■ Work instructions
The records below are made of lines; count those holding the word "fireplace" and give the number only.

■ Input
────────────────────

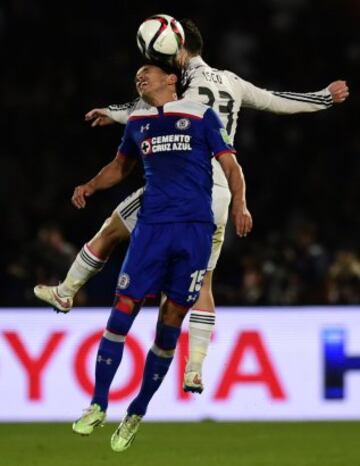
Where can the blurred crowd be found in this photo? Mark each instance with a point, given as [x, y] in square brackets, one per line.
[303, 171]
[295, 269]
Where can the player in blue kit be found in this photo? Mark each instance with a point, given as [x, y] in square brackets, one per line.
[171, 243]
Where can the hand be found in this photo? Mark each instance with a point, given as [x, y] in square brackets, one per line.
[80, 194]
[339, 91]
[242, 220]
[99, 117]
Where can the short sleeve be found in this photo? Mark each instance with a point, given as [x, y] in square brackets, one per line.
[127, 147]
[216, 136]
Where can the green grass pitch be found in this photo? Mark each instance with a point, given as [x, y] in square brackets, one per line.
[186, 444]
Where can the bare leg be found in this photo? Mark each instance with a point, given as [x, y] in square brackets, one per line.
[89, 261]
[202, 320]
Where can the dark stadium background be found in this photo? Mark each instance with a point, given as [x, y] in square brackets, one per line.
[59, 60]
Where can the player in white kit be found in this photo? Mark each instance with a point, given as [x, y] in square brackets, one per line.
[226, 93]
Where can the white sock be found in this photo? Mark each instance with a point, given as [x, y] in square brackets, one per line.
[85, 266]
[200, 331]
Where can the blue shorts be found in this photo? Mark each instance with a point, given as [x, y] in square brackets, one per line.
[168, 257]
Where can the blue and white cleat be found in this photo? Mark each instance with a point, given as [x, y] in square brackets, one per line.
[50, 295]
[92, 417]
[124, 435]
[192, 382]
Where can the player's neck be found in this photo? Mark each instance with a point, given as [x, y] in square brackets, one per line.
[161, 99]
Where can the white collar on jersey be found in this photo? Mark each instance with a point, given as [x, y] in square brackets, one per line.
[195, 62]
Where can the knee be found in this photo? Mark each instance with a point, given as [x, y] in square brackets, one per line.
[112, 231]
[173, 314]
[122, 315]
[166, 336]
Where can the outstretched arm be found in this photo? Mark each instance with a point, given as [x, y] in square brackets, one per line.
[291, 102]
[110, 175]
[241, 216]
[116, 113]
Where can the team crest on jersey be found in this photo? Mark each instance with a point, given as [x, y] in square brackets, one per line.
[225, 136]
[183, 123]
[124, 281]
[146, 147]
[166, 143]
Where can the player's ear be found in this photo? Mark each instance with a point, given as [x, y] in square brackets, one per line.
[172, 78]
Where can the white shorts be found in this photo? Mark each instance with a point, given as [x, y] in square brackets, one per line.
[128, 210]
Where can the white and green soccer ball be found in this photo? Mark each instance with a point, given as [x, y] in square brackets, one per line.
[159, 37]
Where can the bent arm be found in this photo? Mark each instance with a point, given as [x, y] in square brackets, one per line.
[284, 102]
[113, 173]
[241, 216]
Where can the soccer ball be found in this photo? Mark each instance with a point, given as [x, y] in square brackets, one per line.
[160, 37]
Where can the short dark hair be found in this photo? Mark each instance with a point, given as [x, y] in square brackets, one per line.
[170, 68]
[194, 42]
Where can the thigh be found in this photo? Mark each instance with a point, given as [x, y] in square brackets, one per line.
[128, 209]
[221, 198]
[190, 255]
[144, 268]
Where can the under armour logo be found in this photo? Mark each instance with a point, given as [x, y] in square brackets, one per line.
[146, 147]
[191, 298]
[107, 361]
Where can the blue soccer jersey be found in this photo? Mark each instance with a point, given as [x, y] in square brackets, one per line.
[176, 143]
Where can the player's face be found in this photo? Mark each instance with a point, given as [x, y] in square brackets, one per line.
[150, 80]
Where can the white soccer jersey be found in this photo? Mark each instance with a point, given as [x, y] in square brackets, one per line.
[227, 93]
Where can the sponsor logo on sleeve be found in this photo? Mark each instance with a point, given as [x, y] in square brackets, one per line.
[183, 123]
[124, 281]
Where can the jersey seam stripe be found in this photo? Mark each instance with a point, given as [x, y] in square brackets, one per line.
[199, 321]
[306, 96]
[127, 215]
[142, 117]
[319, 101]
[303, 96]
[125, 210]
[325, 104]
[130, 205]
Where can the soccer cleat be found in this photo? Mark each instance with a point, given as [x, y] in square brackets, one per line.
[50, 295]
[125, 434]
[92, 417]
[192, 382]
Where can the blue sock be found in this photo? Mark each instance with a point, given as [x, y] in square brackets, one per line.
[110, 354]
[157, 364]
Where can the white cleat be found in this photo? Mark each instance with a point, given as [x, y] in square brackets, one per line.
[192, 382]
[50, 295]
[125, 434]
[92, 417]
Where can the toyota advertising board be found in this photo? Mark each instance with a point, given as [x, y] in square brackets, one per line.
[263, 364]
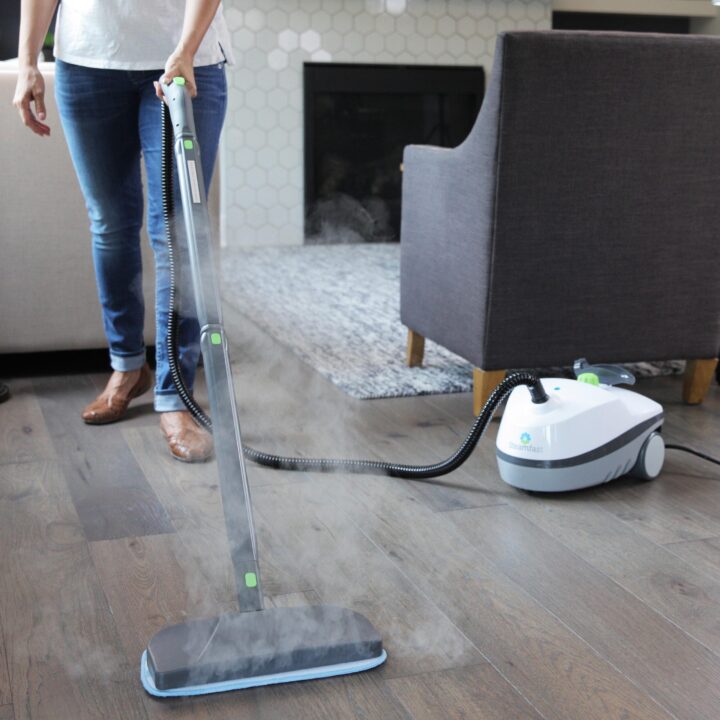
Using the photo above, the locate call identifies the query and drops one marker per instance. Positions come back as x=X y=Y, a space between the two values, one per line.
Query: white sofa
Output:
x=48 y=298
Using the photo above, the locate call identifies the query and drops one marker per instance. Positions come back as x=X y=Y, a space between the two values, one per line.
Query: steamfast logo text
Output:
x=525 y=444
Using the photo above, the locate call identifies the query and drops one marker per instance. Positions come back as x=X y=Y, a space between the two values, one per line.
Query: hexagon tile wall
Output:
x=262 y=155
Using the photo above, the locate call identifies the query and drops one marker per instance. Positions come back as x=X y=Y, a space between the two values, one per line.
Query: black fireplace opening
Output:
x=358 y=120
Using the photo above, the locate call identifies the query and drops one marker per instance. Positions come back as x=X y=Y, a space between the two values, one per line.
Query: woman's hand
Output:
x=30 y=88
x=179 y=64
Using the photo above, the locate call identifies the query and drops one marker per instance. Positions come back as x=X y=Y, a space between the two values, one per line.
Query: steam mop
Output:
x=256 y=646
x=556 y=435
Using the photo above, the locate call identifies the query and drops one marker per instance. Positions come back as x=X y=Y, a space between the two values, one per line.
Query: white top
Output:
x=131 y=34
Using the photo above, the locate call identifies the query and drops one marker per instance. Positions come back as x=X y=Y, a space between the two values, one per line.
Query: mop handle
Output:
x=234 y=484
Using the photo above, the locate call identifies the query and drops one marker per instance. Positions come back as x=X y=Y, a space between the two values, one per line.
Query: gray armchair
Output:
x=581 y=216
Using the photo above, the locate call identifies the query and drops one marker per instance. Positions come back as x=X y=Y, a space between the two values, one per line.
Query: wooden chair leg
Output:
x=415 y=349
x=698 y=376
x=484 y=382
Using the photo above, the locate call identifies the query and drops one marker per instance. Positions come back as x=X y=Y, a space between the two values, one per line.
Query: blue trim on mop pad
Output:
x=242 y=684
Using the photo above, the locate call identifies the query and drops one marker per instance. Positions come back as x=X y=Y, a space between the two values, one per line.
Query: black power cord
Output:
x=682 y=448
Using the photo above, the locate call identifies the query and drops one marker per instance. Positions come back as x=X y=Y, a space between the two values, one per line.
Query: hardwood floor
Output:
x=493 y=604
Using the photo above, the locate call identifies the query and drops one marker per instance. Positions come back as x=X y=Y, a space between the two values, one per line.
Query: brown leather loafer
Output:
x=110 y=407
x=189 y=443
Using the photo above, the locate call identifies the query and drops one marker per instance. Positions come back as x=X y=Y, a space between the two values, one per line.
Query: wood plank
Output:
x=320 y=544
x=654 y=575
x=110 y=493
x=353 y=697
x=625 y=631
x=23 y=434
x=559 y=674
x=5 y=688
x=62 y=645
x=472 y=692
x=704 y=555
x=151 y=582
x=192 y=497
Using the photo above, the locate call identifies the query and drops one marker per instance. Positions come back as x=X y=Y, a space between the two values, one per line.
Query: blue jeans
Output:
x=111 y=118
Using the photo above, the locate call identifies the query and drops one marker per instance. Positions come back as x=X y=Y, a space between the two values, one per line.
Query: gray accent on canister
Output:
x=561 y=479
x=616 y=443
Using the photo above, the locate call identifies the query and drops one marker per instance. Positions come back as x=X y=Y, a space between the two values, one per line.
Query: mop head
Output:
x=265 y=647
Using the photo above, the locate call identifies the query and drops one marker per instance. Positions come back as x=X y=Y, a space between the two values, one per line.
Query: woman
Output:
x=110 y=55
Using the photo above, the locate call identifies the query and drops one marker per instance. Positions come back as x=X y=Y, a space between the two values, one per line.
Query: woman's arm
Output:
x=35 y=17
x=198 y=16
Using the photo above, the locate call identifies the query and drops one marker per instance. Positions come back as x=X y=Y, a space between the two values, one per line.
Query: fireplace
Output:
x=358 y=119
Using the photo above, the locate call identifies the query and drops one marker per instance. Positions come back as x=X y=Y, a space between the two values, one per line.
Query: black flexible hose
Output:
x=314 y=464
x=697 y=453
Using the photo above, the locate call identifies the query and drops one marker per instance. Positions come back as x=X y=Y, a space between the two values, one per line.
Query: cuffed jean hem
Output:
x=168 y=402
x=127 y=363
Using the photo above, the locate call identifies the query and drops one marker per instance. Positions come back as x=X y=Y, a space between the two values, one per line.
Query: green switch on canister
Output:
x=589 y=378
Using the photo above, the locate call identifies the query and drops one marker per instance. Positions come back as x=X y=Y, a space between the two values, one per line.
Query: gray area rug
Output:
x=337 y=307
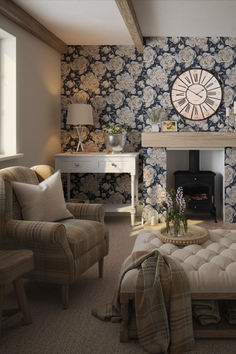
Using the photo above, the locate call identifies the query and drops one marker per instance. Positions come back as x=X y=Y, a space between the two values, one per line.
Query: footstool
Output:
x=210 y=268
x=13 y=265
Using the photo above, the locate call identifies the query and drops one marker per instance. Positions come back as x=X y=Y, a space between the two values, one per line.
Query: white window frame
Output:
x=8 y=124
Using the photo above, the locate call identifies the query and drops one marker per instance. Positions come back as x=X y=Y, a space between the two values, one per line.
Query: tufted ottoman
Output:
x=210 y=268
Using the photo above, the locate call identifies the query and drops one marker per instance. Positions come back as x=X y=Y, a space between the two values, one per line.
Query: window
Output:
x=7 y=94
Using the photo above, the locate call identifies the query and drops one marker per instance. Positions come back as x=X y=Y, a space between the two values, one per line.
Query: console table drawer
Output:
x=114 y=166
x=77 y=166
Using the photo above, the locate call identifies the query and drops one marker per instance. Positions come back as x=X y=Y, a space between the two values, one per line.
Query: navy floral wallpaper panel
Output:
x=123 y=85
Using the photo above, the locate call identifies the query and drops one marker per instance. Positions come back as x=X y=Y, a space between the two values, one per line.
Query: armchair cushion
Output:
x=44 y=201
x=94 y=212
x=83 y=235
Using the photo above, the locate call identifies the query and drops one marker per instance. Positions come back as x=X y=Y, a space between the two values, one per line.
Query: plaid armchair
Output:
x=62 y=250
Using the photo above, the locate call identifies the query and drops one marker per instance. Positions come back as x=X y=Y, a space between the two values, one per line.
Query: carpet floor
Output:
x=75 y=330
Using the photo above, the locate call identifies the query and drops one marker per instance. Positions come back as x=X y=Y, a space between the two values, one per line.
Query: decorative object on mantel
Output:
x=189 y=139
x=169 y=126
x=175 y=206
x=155 y=116
x=80 y=114
x=196 y=94
x=115 y=138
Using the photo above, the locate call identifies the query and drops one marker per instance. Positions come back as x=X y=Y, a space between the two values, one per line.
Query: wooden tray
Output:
x=195 y=234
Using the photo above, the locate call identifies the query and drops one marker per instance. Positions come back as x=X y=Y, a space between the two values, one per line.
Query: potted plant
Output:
x=115 y=138
x=175 y=205
x=155 y=117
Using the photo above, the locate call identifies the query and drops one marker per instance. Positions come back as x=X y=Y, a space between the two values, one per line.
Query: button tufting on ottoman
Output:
x=210 y=267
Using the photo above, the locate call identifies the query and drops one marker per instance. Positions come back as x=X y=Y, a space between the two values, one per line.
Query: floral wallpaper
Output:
x=230 y=184
x=123 y=86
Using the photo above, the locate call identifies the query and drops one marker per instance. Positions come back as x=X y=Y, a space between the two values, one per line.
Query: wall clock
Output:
x=196 y=94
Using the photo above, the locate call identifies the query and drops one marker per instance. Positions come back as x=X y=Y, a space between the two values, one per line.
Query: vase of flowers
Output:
x=175 y=205
x=115 y=138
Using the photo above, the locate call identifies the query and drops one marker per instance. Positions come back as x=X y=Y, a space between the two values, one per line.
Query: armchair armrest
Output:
x=45 y=232
x=53 y=257
x=94 y=212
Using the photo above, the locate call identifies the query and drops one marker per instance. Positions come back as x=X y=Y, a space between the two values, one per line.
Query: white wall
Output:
x=193 y=18
x=38 y=98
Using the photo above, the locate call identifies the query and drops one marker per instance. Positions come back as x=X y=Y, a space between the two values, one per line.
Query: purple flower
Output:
x=169 y=201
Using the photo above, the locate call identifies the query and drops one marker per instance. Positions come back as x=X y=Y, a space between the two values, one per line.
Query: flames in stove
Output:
x=202 y=196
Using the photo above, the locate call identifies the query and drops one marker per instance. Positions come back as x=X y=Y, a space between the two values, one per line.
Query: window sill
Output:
x=11 y=157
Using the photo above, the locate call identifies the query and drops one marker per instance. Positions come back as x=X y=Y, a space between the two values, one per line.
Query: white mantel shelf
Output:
x=189 y=139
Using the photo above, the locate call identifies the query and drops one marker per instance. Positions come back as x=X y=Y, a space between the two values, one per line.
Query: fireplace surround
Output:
x=155 y=147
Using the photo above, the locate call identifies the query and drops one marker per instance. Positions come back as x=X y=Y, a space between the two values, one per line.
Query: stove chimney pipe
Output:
x=194 y=161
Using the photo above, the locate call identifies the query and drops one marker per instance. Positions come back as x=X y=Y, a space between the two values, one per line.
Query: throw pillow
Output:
x=44 y=201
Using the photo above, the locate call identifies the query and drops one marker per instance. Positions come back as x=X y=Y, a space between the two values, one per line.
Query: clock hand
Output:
x=201 y=90
x=197 y=94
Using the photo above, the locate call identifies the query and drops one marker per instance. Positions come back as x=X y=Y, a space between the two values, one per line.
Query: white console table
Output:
x=103 y=163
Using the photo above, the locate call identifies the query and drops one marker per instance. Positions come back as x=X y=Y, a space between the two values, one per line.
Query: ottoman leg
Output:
x=22 y=301
x=65 y=295
x=124 y=332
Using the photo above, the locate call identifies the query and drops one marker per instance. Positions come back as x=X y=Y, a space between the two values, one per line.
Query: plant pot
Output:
x=115 y=142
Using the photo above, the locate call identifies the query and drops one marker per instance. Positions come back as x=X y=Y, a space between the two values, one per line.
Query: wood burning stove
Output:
x=198 y=186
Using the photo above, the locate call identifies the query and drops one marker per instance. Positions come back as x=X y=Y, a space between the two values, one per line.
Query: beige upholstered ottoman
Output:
x=210 y=268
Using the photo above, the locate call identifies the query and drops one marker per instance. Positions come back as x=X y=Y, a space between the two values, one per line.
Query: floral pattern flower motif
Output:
x=122 y=85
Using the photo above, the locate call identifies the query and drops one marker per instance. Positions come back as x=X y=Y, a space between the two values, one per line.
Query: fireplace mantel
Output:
x=189 y=139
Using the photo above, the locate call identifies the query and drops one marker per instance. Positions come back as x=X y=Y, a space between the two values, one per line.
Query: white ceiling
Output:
x=80 y=21
x=99 y=21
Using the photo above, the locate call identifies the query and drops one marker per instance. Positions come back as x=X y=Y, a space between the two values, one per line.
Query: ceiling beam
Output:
x=127 y=12
x=16 y=14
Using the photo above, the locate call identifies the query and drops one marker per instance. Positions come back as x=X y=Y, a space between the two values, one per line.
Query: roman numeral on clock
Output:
x=182 y=101
x=209 y=85
x=211 y=93
x=209 y=102
x=188 y=80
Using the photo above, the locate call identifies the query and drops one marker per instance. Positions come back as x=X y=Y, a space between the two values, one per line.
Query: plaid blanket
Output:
x=162 y=303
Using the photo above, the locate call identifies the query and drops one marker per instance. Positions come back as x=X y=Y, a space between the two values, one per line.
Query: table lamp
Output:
x=80 y=114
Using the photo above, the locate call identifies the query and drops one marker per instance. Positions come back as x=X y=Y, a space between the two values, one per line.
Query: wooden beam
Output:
x=127 y=12
x=16 y=14
x=189 y=139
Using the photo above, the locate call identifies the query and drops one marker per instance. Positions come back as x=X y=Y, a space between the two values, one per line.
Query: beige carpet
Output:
x=75 y=331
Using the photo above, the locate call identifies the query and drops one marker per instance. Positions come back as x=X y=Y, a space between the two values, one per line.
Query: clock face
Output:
x=196 y=94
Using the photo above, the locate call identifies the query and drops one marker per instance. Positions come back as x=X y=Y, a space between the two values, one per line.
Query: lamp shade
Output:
x=79 y=113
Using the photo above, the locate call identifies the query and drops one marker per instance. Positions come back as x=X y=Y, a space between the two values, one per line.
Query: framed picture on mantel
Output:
x=169 y=126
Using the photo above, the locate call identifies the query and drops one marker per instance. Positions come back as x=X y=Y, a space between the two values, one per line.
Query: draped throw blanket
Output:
x=206 y=311
x=162 y=303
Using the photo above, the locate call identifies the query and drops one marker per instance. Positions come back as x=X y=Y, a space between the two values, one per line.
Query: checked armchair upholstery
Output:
x=62 y=250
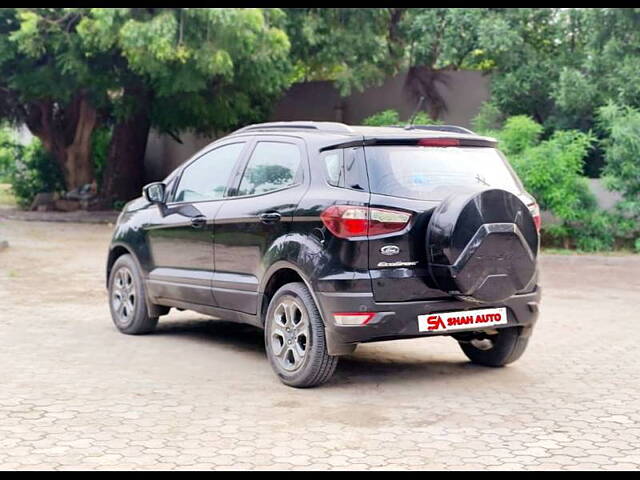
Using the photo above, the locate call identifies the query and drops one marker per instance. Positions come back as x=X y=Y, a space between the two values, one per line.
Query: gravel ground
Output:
x=199 y=393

────────────────────

■ Answer for this exercise
4